Problems to solve –
(A) List the five numbered tip headings in the Ergonomics 101 text.
(B) Please print the stretch of the Ergonomics 101 text from "5. Protect your" through "air every day.".

(Beginning of Excerpt)

Ergonomics 101

I wanted to share a few tips on ensuring that your home office/kitchen table/bedroom (or whatever place you have where the kids can’t find you) workstation is as ergonomically friendly as possible.

 
1. Select an appropriate work location
If you don’t have a dedicated home office, how do you pick the best working spot?  Consider picking a spot with a table or work surface that is 27-29” high.  Any higher, and you may find an increase in shoulder and neck discomfort that comes from working on a work surface that is too high.  I kindly suggest that a good work place (although hard to find if everyone is working from home for some) is also a good call, perhaps not in the middle of your kids pillow fort?
 
2. Select the best chair available
In an ideal world, this means a fully adjustable office chair that you can adjust to your stature and that allows you to vary your posture during the day.  If you don’t own an adjustable office chair, take stock of your kitchen, dining room, and other chairs and pick a chair that provides back support, allowing you to sit upright (hip to back angle of 90-110 degrees) with your upper body weight supported on the backrest.  If your chairs have slightly different seat heights, pick the chair that, when you sit on it, places your seated elbow height as close to level with your work surface height as possible.  If your work surface remains slightly higher than your seated elbow height, consider tilting your keyboard slightly (using the feet on the back of the keyboard) to promote straighter wrist posture.  Keep in mind, that the less “ideal” your seating, the more often you need to get up and move around.
 
3. Find a footrest (if needed)
Once you are seated, take a look at your thighs.  They should be parallel with the floor, with your feet firmly planted.  If you are of average stature or shorter, there is a good chance that you would benefit from use of a footrest.  A stack of legal -sized copy paper, or a large flat book are options you can use while working at home if you do not have a footrest
 
4. Move around
Ensure that you are getting up from your desk every 60 minutes to stretch and walk around.  The less “ideal” your workstation set up, the more often you should be getting up and changing postures. Let’s face it, if you are chasing around 2 kids that are fighting over which Disney+ movie to watch, that counts ;). Consider whether you can stand and pace around your space while on telephone calls.  Another option, is to place your laptop on a kitchen counter or on top of a filing cabinet to create a standing height workstation for short periods of time.  You can even invert a baking pan or use your butcher block cutting board to raise the height of the counter slightly.  The goal is to position the keyboard as close to standing elbow height as possible, but for short periods of 15-20 minutes, the height does not need to be perfect. 
 
5. Protect your mental health
Working from home can be isolating, especially if you are used to being in an office surrounded by your peers – or when the threat of a global pandemic is on the news and your memes 24/7.  Make a point of checking in with your colleagues by zoom for more complex issues, rather than starting up a long chain of slack messages…  Pro-tip! Don’t forget to get out for a daily walk to ensure you have a reason to get dressed and get some fresh air every day.

(End of Excerpt)
(Beginning of Dataset records)

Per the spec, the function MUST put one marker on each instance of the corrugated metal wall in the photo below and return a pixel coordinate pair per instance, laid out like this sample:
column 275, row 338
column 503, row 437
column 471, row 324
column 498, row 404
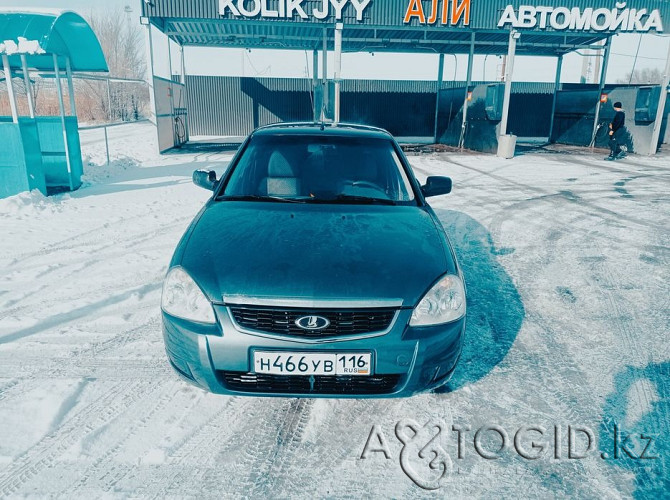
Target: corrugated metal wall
column 233, row 106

(End of Dataset records)

Solutions –
(A)
1. Select an appropriate work location
2. Select the best chair available
3. Find a footrest (if needed)
4. Move around
5. Protect your mental health

(B)
5. Protect your mental health
Working from home can be isolating, especially if you are used to being in an office surrounded by your peers – or when the threat of a global pandemic is on the news and your memes 24/7.  Make a point of checking in with your colleagues by zoom for more complex issues, rather than starting up a long chain of slack messages…  Pro-tip! Don’t forget to get out for a daily walk to ensure you have a reason to get dressed and get some fresh air every day.